» YOUR INSTRUCTIONS
In the records below, locate the line containing "Note: spot the trimmed", then extract it and all following lines exactly, ending with the last line.

··· RECORDS FOR THIS EXERCISE ···

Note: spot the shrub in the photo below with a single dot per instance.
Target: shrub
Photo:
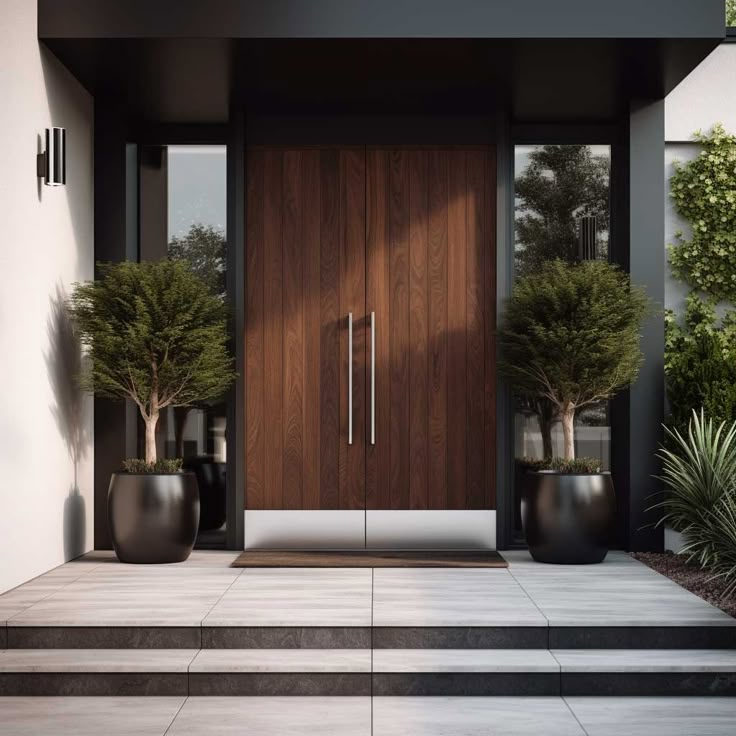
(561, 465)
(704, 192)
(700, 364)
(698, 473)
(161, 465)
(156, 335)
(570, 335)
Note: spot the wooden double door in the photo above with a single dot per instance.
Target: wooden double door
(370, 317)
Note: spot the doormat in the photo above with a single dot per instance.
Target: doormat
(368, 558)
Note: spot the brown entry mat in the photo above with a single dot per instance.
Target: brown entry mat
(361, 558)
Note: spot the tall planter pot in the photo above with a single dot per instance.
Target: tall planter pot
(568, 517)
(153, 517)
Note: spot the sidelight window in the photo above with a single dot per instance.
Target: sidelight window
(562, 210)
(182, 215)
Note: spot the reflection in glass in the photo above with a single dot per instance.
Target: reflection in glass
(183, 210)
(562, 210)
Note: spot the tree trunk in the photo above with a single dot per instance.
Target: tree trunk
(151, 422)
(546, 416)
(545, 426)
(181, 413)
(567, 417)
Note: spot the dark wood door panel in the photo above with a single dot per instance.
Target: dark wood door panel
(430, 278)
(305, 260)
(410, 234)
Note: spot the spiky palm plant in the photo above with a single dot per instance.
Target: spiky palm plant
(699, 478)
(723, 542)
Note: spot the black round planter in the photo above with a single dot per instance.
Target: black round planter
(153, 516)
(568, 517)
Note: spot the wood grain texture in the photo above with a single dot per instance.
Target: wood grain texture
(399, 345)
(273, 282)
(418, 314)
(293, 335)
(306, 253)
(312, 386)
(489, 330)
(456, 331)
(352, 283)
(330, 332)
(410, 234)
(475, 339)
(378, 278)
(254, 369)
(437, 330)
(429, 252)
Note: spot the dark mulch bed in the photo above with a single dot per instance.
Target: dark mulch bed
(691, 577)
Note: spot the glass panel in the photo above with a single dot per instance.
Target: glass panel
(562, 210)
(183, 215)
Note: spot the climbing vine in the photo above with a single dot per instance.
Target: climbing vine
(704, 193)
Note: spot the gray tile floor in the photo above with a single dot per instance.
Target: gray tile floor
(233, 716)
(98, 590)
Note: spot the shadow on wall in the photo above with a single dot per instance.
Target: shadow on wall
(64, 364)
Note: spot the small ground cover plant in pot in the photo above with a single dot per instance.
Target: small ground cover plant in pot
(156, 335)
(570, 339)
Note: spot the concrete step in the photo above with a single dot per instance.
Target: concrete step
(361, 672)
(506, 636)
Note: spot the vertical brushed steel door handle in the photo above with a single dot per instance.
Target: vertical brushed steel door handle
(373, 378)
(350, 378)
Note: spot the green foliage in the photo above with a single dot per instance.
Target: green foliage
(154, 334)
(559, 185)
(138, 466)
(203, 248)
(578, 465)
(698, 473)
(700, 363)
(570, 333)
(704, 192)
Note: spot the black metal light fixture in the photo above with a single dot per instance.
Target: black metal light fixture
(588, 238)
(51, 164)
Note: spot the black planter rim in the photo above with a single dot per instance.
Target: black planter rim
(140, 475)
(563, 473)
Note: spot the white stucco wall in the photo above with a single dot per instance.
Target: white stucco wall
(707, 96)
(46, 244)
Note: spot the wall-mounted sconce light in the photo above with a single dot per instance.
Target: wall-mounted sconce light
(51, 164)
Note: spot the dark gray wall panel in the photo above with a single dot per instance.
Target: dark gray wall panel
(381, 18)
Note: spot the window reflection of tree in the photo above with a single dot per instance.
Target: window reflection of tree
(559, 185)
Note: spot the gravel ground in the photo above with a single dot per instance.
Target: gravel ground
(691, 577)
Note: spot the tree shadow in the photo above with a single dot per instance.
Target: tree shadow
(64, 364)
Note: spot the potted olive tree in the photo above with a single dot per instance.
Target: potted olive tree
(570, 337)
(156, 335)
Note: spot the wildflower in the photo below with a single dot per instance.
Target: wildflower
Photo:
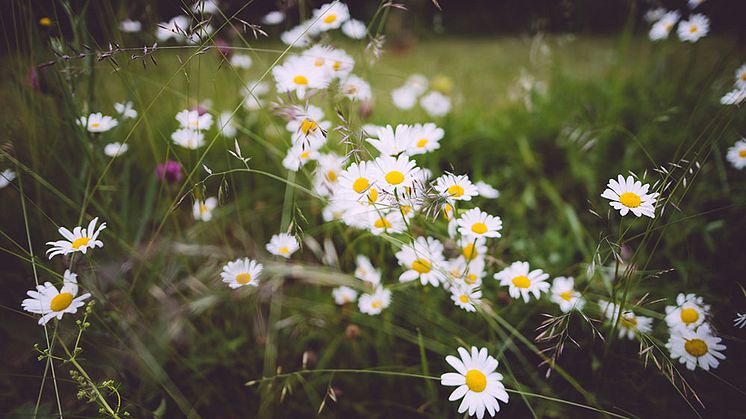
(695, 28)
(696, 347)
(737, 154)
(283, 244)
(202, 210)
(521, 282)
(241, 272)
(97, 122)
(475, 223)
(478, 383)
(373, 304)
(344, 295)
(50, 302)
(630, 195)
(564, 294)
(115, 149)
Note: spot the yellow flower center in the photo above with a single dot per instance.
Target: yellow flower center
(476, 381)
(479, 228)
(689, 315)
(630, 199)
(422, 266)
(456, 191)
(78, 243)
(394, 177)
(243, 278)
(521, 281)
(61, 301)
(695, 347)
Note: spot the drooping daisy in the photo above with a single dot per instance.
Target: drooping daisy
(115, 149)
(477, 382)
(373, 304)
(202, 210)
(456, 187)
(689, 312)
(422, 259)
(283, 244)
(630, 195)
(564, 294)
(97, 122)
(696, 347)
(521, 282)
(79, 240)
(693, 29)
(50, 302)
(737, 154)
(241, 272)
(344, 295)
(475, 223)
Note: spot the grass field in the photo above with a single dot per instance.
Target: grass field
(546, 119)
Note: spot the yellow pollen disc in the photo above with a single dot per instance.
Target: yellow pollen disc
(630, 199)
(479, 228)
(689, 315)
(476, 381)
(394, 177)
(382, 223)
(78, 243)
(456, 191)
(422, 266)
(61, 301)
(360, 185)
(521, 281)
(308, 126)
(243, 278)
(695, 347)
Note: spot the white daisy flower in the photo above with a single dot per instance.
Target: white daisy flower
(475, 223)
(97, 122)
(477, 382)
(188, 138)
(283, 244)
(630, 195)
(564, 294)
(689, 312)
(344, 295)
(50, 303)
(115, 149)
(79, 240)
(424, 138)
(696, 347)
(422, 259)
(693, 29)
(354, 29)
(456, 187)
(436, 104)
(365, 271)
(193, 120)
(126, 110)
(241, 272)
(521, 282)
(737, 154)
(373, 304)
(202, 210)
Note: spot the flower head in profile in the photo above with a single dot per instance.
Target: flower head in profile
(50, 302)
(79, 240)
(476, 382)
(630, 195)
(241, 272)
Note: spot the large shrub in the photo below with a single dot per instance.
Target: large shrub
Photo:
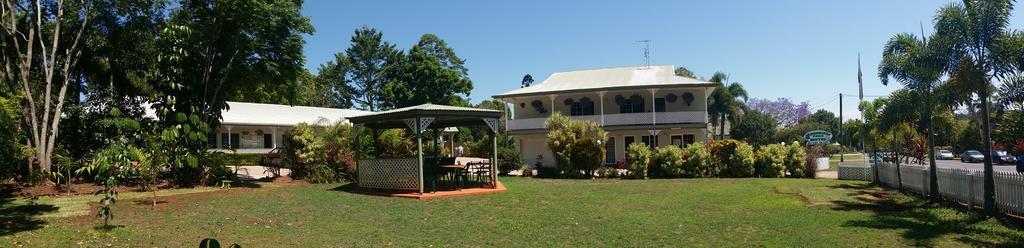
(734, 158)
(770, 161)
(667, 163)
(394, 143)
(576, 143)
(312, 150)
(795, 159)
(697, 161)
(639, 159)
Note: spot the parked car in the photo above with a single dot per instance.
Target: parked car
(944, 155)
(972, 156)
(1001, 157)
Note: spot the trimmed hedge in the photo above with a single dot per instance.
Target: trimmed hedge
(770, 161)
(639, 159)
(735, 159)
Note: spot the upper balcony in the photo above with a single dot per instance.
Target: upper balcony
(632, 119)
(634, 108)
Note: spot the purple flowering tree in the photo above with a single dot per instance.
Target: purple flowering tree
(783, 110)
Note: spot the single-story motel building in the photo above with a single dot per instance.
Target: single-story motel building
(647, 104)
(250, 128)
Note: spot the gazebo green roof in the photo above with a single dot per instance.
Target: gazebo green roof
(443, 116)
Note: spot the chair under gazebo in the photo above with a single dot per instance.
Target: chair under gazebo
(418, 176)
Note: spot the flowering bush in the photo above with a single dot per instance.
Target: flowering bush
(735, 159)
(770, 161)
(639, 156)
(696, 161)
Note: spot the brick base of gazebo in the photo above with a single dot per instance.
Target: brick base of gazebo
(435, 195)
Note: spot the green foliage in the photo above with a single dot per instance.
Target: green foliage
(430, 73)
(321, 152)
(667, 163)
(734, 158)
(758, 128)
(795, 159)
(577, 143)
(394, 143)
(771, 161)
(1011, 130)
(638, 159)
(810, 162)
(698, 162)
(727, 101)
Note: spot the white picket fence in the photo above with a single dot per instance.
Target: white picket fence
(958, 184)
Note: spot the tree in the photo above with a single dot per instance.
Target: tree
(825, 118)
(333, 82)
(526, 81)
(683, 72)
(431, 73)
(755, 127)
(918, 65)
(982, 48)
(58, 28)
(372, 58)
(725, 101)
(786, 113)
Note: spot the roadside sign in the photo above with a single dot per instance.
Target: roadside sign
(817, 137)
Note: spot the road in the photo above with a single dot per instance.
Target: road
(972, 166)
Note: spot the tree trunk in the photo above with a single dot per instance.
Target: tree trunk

···

» COMPLETE OUTPUT
Note: spot the trimmed hedge in the photo above with a single dot per instance.
Target: trimmed hedge
(770, 161)
(639, 159)
(735, 159)
Note: spot the upper balcony in the photo above with a single dot per instance.
Target: upper balcony
(632, 119)
(634, 108)
Note: spot the purple flowering tree in the photo above with a single dot per instance.
Target: purple flowering tree
(783, 110)
Note: spot the single-story motel building in the photo above with a single dot per instance.
Target: single-story motel building
(647, 104)
(250, 128)
Note: spot the gazebo green roof in the photo above with a single dot per instance.
Target: gazebo green roof
(443, 116)
Note: spot the chair under gazebo in the photo above with a single dot per instance.
Target: chair under gazebo
(418, 176)
Note: spot the flowering bush in the photo above with a single dot per instance.
Target: flowering bush
(735, 159)
(770, 161)
(639, 156)
(696, 161)
Note: spot the brick base of gazebo in the photo above with a single dot per instance.
Target: brick base of gazebo
(435, 195)
Note: spot the green foliage in the photo above with a single dot per instance.
Target: green foliage
(430, 73)
(321, 152)
(667, 163)
(734, 158)
(758, 128)
(795, 159)
(577, 143)
(394, 143)
(771, 161)
(1011, 130)
(638, 159)
(810, 162)
(698, 162)
(727, 101)
Note: spot the white picket fence in the photo above with a single dot per instance.
Target: white picket fence
(958, 184)
Note: spot the tree in the photo above with a single dot per instance.
Target: tree
(825, 118)
(333, 82)
(526, 81)
(683, 72)
(431, 73)
(755, 127)
(918, 65)
(982, 48)
(58, 28)
(372, 58)
(725, 101)
(786, 113)
Note: spot the roadside sign in the photo above with a single dot per instance.
Target: roadside sign
(817, 137)
Note: spot the road in the photo above with a single dot per instance.
Target: road
(972, 166)
Note: spot the tree trunk in the photo above with a single dot per instance.
Target: tree trunk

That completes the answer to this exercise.